**Using the information:**
[a] Condense the paragraph of the June manufacturing text that begins "Manufacturing activity in China also weakened" into a short bulleted list that keeps its main figures.
[b] In the June manufacturing text, what was the eurozone unemployment rate in May?
[c] Repeat the part of the manufacturing text starting with "There was no" and going on through "45.9 in May.".

**Text:**
┌──

Few economies were able to escape the manufacturing downturn in June.

In the US, a report on Monday from Markit showed that its manufacturing PMI fell to 52.5 in June from 54.0 in May. However, another report from the Institute for Supply Management showed that its manufacturing index fell to 49.7 from 53.5.

A piece of good news for the US on Monday, though, was that construction spending rose 0.9 percent in May, hitting its highest level since December 2009.

There was no such silver lining in the data for the euro area on Monday. Manufacturing in the euro area contracted again in June, with the Markit PMI unchanged from May at 45.1. Meanwhile, the eurozone unemployment rate hit 11.1 percent in May, the highest on record, from 11.0 percent in April.

UK manufacturing also stayed in contraction in June, although the Markit/CIPS manufacturing PMI did rise to 48.6 from a three-year low of 45.9 in May.

Manufacturing activity in China also weakened in June. A report from HSBC on Monday showed that its manufacturing PMI for China fell to 48.2 in June from 48.4 in May. This followed another report on Sunday showing that the manufacturing PMI from the statistics bureau and China Federation of Logistics and Purchasing had fallen to 50.2 in June from 50.4 in May.

└──

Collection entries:

┌──

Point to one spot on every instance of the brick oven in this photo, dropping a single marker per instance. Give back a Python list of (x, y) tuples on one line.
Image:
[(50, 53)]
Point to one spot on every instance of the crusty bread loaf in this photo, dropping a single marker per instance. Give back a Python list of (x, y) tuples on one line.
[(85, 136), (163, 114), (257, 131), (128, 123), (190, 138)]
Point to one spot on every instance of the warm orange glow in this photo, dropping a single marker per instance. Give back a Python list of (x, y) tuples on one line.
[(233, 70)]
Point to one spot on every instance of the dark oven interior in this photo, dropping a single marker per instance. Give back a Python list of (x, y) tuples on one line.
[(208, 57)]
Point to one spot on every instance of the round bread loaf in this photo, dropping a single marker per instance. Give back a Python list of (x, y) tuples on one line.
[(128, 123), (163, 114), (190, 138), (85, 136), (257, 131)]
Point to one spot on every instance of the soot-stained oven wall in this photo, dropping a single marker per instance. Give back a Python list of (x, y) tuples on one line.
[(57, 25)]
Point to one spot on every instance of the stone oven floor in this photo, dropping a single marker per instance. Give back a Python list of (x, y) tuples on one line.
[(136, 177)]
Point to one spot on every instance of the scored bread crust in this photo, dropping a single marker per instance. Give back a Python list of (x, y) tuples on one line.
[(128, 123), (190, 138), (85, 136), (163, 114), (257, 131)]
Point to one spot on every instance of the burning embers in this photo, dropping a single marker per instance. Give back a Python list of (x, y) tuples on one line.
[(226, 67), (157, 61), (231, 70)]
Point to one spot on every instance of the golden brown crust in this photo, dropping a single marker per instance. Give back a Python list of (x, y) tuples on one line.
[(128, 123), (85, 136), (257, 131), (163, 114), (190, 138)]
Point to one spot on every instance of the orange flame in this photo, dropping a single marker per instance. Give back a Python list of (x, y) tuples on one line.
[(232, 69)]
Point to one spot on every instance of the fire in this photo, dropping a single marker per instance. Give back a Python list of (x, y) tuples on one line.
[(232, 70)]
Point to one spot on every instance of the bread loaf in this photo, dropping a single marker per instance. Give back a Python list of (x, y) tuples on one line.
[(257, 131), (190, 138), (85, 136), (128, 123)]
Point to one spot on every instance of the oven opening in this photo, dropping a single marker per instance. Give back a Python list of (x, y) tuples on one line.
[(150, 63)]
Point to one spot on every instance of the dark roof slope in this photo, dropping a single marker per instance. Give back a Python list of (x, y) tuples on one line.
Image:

└──

**Answers for the tasks:**
[a]
- China's manufacturing activity weakened in June.
- HSBC's manufacturing PMI for China fell to 48.2 in June from 48.4 in May (reported Monday).
- The PMI from the statistics bureau and China Federation of Logistics and Purchasing fell to 50.2 in June from 50.4 in May (reported Sunday).

[b] It was 11.1 percent, the highest on record.

[c]
There was no such silver lining in the data for the euro area on Monday. Manufacturing in the euro area contracted again in June, with the Markit PMI unchanged from May at 45.1. Meanwhile, the eurozone unemployment rate hit 11.1 percent in May, the highest on record, from 11.0 percent in April.

UK manufacturing also stayed in contraction in June, although the Markit/CIPS manufacturing PMI did rise to 48.6 from a three-year low of 45.9 in May.